The request: Could you output every line of the listing below as a Markdown table with the columns Row and Line, where Row gives each row's number and blank lines are skipped? Leave the pictures out of the table.

▬▬▬

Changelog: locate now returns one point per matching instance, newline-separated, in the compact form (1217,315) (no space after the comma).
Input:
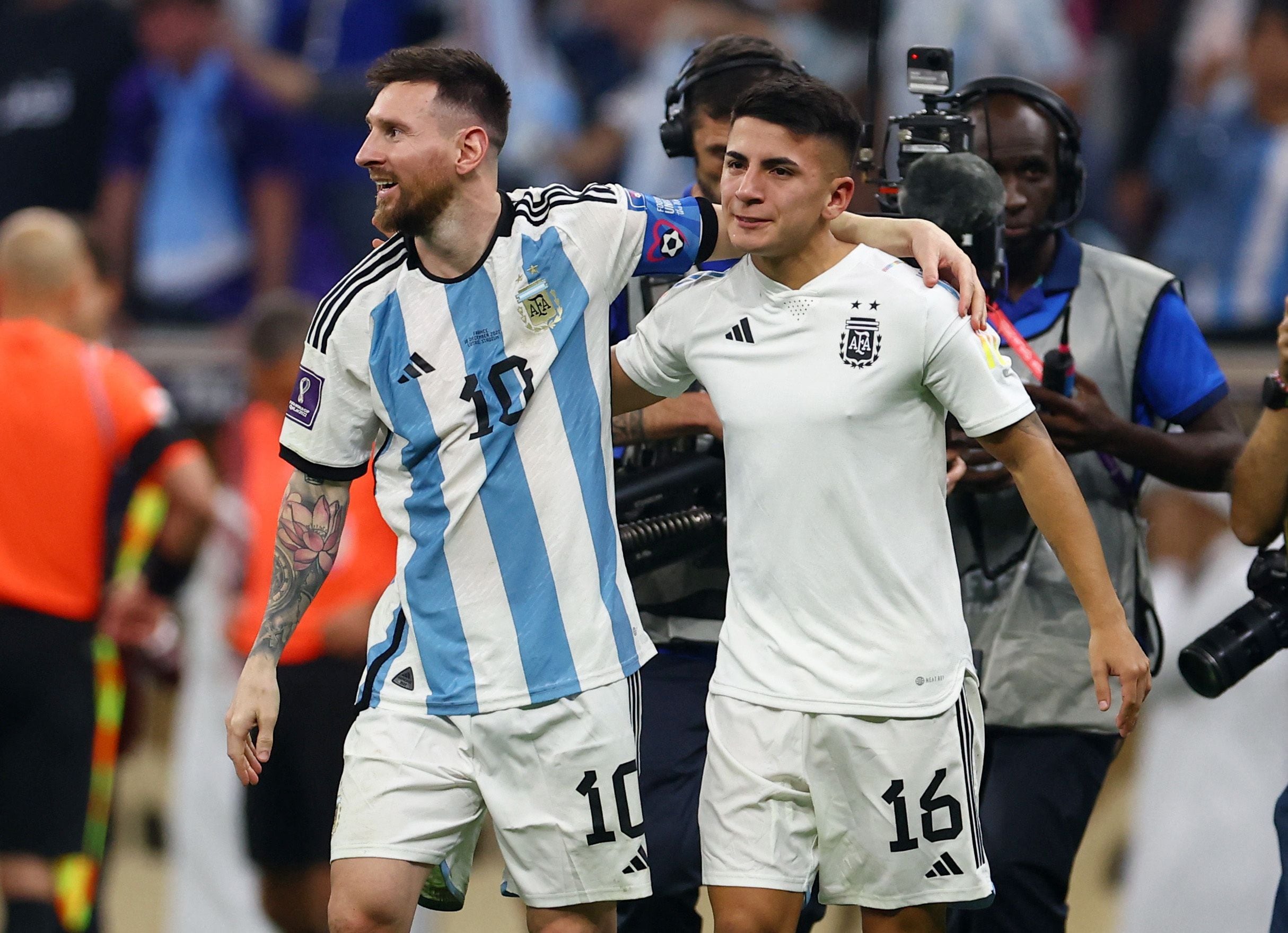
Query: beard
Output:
(415,209)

▬▬▬

Task solution:
| Row | Line |
|---|---|
| 1 | Changelog: locate now returns one point per matching instance, newline-separated, in the compact form (1217,315) (no space after the comma). |
| 2 | Input: |
| 3 | Query: beard |
| 4 | Output: |
| 5 | (415,209) |